• [Provided information]
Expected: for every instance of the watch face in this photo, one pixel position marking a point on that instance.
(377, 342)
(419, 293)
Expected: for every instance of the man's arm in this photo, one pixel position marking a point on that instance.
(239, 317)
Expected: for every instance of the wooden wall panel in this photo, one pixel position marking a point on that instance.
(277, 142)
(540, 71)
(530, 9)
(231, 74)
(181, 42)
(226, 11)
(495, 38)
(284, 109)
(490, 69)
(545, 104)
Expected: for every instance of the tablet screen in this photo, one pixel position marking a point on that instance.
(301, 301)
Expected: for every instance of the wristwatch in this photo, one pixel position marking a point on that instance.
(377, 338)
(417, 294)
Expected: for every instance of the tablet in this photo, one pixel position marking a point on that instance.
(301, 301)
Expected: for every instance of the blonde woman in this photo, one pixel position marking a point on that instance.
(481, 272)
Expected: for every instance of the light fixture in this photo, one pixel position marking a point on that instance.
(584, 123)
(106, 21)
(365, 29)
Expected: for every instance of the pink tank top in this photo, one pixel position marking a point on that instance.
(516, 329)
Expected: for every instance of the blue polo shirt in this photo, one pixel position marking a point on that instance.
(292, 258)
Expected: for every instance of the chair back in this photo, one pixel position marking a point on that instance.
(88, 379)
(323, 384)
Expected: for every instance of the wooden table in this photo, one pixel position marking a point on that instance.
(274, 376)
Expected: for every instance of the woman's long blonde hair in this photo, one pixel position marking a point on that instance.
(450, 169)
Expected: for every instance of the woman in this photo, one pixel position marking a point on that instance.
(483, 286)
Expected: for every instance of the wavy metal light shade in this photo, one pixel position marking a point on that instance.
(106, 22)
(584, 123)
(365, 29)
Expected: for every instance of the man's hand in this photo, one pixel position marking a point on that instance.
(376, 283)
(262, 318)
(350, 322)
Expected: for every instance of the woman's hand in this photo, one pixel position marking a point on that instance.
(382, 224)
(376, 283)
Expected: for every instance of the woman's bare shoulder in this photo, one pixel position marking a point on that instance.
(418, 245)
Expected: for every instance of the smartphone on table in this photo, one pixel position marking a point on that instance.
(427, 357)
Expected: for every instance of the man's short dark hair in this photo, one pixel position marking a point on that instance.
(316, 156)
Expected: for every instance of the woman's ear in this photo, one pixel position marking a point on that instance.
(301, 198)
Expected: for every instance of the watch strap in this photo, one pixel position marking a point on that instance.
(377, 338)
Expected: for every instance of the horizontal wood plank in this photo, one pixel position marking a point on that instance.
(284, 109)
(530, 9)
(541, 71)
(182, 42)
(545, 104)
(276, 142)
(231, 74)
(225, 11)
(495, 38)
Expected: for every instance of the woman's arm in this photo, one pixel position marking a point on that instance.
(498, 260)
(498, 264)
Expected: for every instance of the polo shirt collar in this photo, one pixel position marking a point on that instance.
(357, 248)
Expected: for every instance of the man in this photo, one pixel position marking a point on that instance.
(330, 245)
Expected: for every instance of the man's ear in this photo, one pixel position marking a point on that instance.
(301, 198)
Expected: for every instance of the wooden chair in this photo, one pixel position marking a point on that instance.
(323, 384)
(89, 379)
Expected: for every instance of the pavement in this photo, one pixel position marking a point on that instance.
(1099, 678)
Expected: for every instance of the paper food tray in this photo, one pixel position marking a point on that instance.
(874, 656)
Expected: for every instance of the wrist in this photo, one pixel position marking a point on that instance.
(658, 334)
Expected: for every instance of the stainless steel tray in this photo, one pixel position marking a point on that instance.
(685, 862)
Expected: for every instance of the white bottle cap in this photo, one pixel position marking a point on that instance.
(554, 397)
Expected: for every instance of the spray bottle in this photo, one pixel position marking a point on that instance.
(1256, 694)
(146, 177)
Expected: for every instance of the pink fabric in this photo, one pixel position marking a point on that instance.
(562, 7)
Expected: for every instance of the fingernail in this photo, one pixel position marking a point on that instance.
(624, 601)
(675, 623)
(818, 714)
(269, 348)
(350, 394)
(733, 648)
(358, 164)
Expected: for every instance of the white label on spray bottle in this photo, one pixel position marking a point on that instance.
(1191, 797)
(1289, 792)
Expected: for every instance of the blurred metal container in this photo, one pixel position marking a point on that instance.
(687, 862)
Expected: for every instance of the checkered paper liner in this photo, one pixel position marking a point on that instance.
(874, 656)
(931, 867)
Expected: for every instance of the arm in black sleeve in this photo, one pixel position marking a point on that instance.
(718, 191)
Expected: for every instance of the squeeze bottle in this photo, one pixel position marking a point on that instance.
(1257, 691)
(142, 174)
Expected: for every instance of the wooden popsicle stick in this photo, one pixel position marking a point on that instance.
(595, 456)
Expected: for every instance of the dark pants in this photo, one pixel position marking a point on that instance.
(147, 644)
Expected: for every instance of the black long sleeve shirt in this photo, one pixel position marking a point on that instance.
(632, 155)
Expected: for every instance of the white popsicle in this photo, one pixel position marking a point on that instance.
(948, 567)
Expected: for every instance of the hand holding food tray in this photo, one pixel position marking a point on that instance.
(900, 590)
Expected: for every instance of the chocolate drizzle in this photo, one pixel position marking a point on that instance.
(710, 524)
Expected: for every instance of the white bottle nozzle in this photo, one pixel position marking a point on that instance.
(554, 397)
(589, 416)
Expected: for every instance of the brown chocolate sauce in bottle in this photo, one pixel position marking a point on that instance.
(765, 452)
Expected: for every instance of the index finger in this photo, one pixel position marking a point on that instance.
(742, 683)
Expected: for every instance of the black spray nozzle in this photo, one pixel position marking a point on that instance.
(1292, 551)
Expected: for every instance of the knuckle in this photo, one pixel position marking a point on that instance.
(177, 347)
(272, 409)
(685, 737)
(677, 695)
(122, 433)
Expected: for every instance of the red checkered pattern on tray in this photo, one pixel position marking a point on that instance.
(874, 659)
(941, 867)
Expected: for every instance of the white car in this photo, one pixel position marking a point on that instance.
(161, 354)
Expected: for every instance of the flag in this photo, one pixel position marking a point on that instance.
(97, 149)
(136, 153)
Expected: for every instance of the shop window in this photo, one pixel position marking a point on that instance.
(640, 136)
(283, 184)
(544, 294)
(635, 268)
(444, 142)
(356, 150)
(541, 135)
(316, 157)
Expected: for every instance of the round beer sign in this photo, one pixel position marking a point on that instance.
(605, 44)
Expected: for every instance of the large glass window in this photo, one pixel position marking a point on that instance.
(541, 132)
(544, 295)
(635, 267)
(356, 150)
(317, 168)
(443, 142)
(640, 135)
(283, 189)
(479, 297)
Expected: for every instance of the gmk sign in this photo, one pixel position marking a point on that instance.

• [Short problem] Reproduce the entries above in full, verbatim.

• [Answer to the exercise]
Expected: for every instance of the watch face in this photo, one pixel position marking a point on that instance.
(377, 342)
(419, 293)
Expected: for every instance of the man's arm in this photo, one pixel position marking a point on that instance.
(239, 317)
Expected: for every instance of the wooden wall panel in this photo, one pixel position marking a point on that instance.
(277, 142)
(540, 71)
(530, 9)
(231, 74)
(181, 42)
(226, 11)
(495, 38)
(284, 109)
(490, 69)
(545, 104)
Expected: for every instance of the tablet screen in this photo, one pixel position marking a point on that instance.
(301, 301)
Expected: for every instance of the wristwatch in this photo, one pixel position marking a point on that instance.
(377, 338)
(417, 294)
Expected: for every instance of the tablet in this photo, one pixel position marking a point on that instance.
(301, 301)
Expected: for every instance of the blonde woman in this photo, one pixel position marking a point on that instance.
(481, 272)
Expected: for every instance of the light fixture in this photo, one pixel position marking a point on that instance.
(584, 123)
(106, 21)
(365, 29)
Expected: for every instance of the pink tank top in this photo, one pixel position marking a point on that instance.
(516, 329)
Expected: for every instance of the blue polo shirt in this photo, one pixel position marking a point on that instance.
(292, 258)
Expected: for every instance of the chair back in this photo, one pixel position marking a point on that instance.
(88, 379)
(323, 384)
Expected: for every instance of the wooden table in this photo, one pixel position marking a point on that instance.
(274, 376)
Expected: for every instance of the woman's long blonde hair in this photo, one pixel position marking a point on that instance.
(450, 169)
Expected: for every instance of the woman in this photo, one pixel position marking a point on that instance.
(483, 286)
Expected: for every instance of the wavy metal light shade in this photo, one pixel position marking a point on that instance.
(106, 22)
(584, 123)
(365, 29)
Expected: for every instance of the man's hand in this photo, one pixel position marking a point on that instance.
(376, 283)
(262, 318)
(350, 322)
Expected: for every instance of the woman's hand in this photo, one pixel position marking a point on that instance.
(382, 224)
(376, 283)
Expected: for every instance of the woman's bare shoulder in this photo, one pixel position marking a point on that instance.
(418, 245)
Expected: for every instance of the smartphone on table in this photo, one pixel position marking a point on that instance.
(427, 357)
Expected: for every instance of the man's short dark hair in this photo, one pixel position marking a point on that instance.
(316, 156)
Expected: for every instance of the woman's ear in this photo, one pixel position marking a point on that instance.
(301, 198)
Expected: for every instance of the watch strap in this photo, one pixel position marking a point on that instance.
(377, 338)
Expected: for every instance of the horizontal wood plank in this photo, one pixel position marking a point on that instance.
(284, 109)
(530, 9)
(541, 71)
(182, 42)
(545, 104)
(276, 142)
(231, 74)
(225, 11)
(495, 38)
Expected: for every instance of the woman's arm in this photo, one pixel position marking a point on that instance.
(498, 260)
(498, 264)
Expected: for every instance of the polo shirt collar in this photo, one pixel position marking a point on that instance.
(357, 248)
Expected: for every instance of the man in this photo, one pixel position marking a point on that instance.
(330, 245)
Expected: for every instance of the man's ear in this photo, one pixel position marking a point on that instance.
(301, 198)
Expected: for every instance of the wooden chair in this photo, one pixel position marking a point on that instance.
(323, 384)
(89, 379)
Expected: for every instance of the pavement in this photo, one pixel position marking a point on that instance.
(1099, 678)
Expected: for every instance of the paper food tray in this photo, one pixel position marking a point on that instance.
(874, 656)
Expected: for every instance of the wrist in this photo, one pixel position marking a point on that instance.
(658, 334)
Expected: for every instance of the stainless steel tray in this photo, one pixel position marking a point on that instance.
(685, 862)
Expected: for every instance of the white bottle cap in this photo, one pixel position marking a point on that instance.
(554, 397)
Expected: for every instance of the spray bottle in this photo, one pixel position marking a point on that instance.
(1256, 694)
(146, 177)
Expected: for every instance of the pink fabric in this photo, one pixel position marking a point on that instance.
(562, 7)
Expected: for every instance of the fingernail in this photo, one pixel position marking a point on that instance.
(624, 601)
(675, 623)
(818, 714)
(269, 348)
(350, 394)
(733, 648)
(358, 164)
Expected: for every instance of the white label on spray bottle in this photo, one pixel position marking a point on that instance.
(1191, 797)
(1289, 792)
Expected: for every instance of the blurred metal container in this photo, one pixel position marking a point on that instance.
(687, 862)
Expected: for every instance of the checkered paper liner in this photo, one pixel position marking a point on that instance.
(874, 656)
(931, 867)
Expected: for every instance of the arm in black sleeve in this photo, one pixel position marking a point on that instance.
(718, 191)
Expected: for every instance of the squeeze bottle in this photo, one pixel position marking a point on that instance.
(1257, 691)
(142, 174)
Expected: for every instance of the wooden popsicle stick in this photo, one pixel position marking a point on that instance.
(595, 456)
Expected: for every instance of the dark pants in this photo, one pixel position marking a point on that instance.
(147, 644)
Expected: for every instance of the black long sleeve shirt in this photo, one pixel position marking a point on that instance.
(632, 155)
Expected: for every instance of the white popsicle in this photo, one pixel position marking a point on that instance.
(948, 567)
Expected: for every instance of the hand holding food tray in this photo, one pixel position marking a point on that instance.
(900, 590)
Expected: for every instance of the chocolate drizzle in this photo, one pixel position marking a point on that instance.
(710, 524)
Expected: for every instance of the white bottle nozzle in this photo, one pixel position marking a point on that instance.
(554, 397)
(589, 416)
Expected: for every instance of the brown chocolate sauce in bottle in this photo, one pixel position marking a point on that instance.
(765, 452)
Expected: for every instance of the index finger in this photo, one pixel position marking a point on that instance.
(742, 683)
Expected: for every instance of the black spray nozzle in this photo, one pixel position marking a point on that instance.
(1292, 551)
Expected: for every instance of the knuckle in this photo, one pixel position marking a point on that instance.
(177, 347)
(272, 409)
(685, 737)
(677, 695)
(122, 433)
Expected: for every instance of the red checkered pattern on tray in this photo, one pixel position marking a point on that instance.
(874, 659)
(941, 867)
Expected: for every instance of the white car in this photo, one pixel position marking a point on that instance.
(161, 354)
Expected: for every instance of the flag in this photo, one pixel position marking a point on that instance.
(97, 149)
(136, 153)
Expected: for every instance of the shop window in this photo, one pixel position marking a point on that instance.
(640, 136)
(283, 184)
(544, 294)
(635, 268)
(444, 142)
(356, 150)
(541, 135)
(316, 157)
Expected: for every instance of the round beer sign in this photo, one pixel position marking a point on that instance.
(605, 44)
Expected: for every instance of the large glass window in this photo, one pixel position marking a point on that instance.
(541, 132)
(544, 295)
(635, 267)
(356, 150)
(317, 168)
(443, 142)
(640, 135)
(283, 189)
(479, 297)
Expected: for every instance of the gmk sign in this photo, one pixel position marking a point on that instance.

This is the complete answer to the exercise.